*Directive:* Counting through the rows below, how many lines contain the word "bronze"? Reply with the number alone.
* Begin Input rows *
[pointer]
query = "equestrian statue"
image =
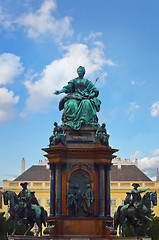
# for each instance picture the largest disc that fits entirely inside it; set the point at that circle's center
(135, 212)
(24, 207)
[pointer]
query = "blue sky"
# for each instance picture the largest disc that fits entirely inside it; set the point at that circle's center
(41, 45)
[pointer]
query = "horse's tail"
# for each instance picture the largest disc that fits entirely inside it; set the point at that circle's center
(116, 220)
(43, 216)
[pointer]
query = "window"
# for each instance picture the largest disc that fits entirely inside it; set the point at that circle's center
(122, 202)
(47, 202)
(124, 184)
(37, 184)
(114, 184)
(113, 202)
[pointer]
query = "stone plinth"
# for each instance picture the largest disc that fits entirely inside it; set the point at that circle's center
(74, 238)
(81, 162)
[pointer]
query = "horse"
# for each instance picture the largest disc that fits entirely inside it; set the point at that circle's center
(126, 215)
(36, 214)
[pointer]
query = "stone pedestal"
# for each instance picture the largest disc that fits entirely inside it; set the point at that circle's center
(74, 238)
(82, 161)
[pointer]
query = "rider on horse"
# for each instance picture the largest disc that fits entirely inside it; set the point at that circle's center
(136, 201)
(25, 196)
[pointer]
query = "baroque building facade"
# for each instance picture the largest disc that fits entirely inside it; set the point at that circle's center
(123, 174)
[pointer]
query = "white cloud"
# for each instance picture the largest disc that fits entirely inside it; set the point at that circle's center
(131, 110)
(7, 102)
(155, 152)
(136, 155)
(43, 23)
(10, 67)
(149, 165)
(92, 35)
(59, 72)
(155, 109)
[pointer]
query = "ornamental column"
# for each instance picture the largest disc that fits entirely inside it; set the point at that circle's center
(59, 188)
(107, 189)
(101, 190)
(52, 190)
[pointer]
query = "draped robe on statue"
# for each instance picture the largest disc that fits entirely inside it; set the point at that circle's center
(80, 104)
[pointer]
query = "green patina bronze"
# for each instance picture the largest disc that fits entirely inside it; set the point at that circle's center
(80, 104)
(24, 208)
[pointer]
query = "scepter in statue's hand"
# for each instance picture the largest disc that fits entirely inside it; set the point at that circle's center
(57, 92)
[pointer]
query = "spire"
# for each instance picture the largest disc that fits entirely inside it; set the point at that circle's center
(23, 165)
(157, 175)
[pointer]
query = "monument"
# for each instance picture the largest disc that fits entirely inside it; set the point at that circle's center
(80, 158)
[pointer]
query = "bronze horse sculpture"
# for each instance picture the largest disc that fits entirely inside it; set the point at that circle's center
(37, 214)
(134, 218)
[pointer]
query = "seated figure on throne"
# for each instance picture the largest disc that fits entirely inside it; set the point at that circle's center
(81, 103)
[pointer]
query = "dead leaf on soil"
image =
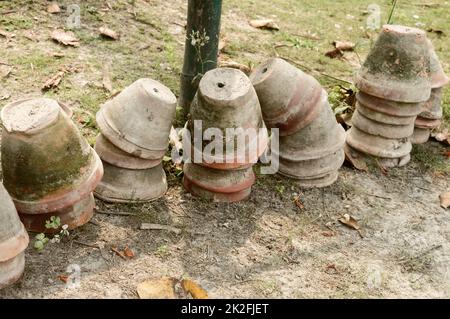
* End Input rows *
*Answer to the problem:* 2